**** RECORDS PROVIDED ****

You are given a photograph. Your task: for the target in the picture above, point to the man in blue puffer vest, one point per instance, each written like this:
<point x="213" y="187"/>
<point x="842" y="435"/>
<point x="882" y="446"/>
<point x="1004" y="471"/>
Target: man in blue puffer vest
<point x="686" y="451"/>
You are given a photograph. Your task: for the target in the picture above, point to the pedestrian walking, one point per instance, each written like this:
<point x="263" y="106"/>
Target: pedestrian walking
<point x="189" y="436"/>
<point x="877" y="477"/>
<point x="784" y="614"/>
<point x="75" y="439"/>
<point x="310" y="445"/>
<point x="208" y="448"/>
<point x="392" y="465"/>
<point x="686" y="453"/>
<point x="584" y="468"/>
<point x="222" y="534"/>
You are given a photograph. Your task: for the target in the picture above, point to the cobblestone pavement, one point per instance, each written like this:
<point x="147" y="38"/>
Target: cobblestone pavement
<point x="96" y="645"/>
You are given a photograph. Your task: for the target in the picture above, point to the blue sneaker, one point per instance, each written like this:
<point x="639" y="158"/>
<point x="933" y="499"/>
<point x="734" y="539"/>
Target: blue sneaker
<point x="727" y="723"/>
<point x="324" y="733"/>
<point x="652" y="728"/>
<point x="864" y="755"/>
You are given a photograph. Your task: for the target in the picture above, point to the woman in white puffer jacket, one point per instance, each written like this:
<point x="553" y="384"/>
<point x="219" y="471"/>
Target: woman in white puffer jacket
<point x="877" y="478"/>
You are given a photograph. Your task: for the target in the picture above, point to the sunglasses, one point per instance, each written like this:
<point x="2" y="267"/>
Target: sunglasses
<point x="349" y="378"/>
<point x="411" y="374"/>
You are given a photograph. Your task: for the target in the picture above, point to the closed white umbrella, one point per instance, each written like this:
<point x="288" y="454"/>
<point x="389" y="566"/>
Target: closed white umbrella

****

EXERCISE DETAILS:
Rewrite all the rows above as a JSON list of strings, with one string for each line and any blank lines left out.

EXERCISE ANSWER:
[
  "You are given a photograph. Your task: for the target in the picture above, point to the man in blue puffer vest, one point per instance, each written like this:",
  "<point x=\"213\" y=\"187\"/>",
  "<point x=\"842\" y=\"435\"/>",
  "<point x=\"882\" y=\"446\"/>",
  "<point x=\"1004\" y=\"471\"/>",
  "Target: man in blue puffer vest",
  "<point x=\"686\" y=\"451\"/>",
  "You are given a photograph. Your task: for the target in the picture above, point to the pedestrian walking, one point per instance, each written like this:",
  "<point x=\"263\" y=\"106\"/>",
  "Target: pedestrian walking",
  "<point x=\"189\" y=\"436\"/>",
  "<point x=\"877\" y=\"477\"/>",
  "<point x=\"784\" y=\"614\"/>",
  "<point x=\"75\" y=\"439\"/>",
  "<point x=\"310\" y=\"445\"/>",
  "<point x=\"208\" y=\"448\"/>",
  "<point x=\"392\" y=\"465\"/>",
  "<point x=\"686\" y=\"453\"/>",
  "<point x=\"584\" y=\"468\"/>",
  "<point x=\"222\" y=\"534\"/>",
  "You are given a photograph. Your task: for the target in the picture above, point to the cobblestone pavement, one point per instance, each written like this:",
  "<point x=\"147\" y=\"38\"/>",
  "Target: cobblestone pavement",
  "<point x=\"96\" y=\"645\"/>",
  "You are given a photograph. Your task: for the target in the picture above, point to the blue sneaker, one point per instance, each written like this:",
  "<point x=\"639\" y=\"158\"/>",
  "<point x=\"933\" y=\"499\"/>",
  "<point x=\"734\" y=\"539\"/>",
  "Target: blue sneaker",
  "<point x=\"727\" y=\"723\"/>",
  "<point x=\"324\" y=\"733\"/>",
  "<point x=\"652\" y=\"728\"/>",
  "<point x=\"864\" y=\"755\"/>",
  "You are given a photograph. Your task: for the target in the picture above, point to the woman in white puffer jacket, one point per instance, each written like this:",
  "<point x=\"553\" y=\"384\"/>",
  "<point x=\"219\" y=\"471\"/>",
  "Target: woman in white puffer jacket",
  "<point x=\"877\" y=\"478\"/>",
  "You are given a photograph. Your task: for the target in the picture above, point to the sunglasses, one point per instance, each written like this:",
  "<point x=\"2\" y=\"267\"/>",
  "Target: sunglasses",
  "<point x=\"349\" y=\"378\"/>",
  "<point x=\"411\" y=\"374\"/>",
  "You are given a photograph. Your task: for the target in the picture above, point to the closed white umbrella, one point per instance, each written like this:",
  "<point x=\"288\" y=\"454\"/>",
  "<point x=\"389\" y=\"566\"/>",
  "Target: closed white umbrella"
]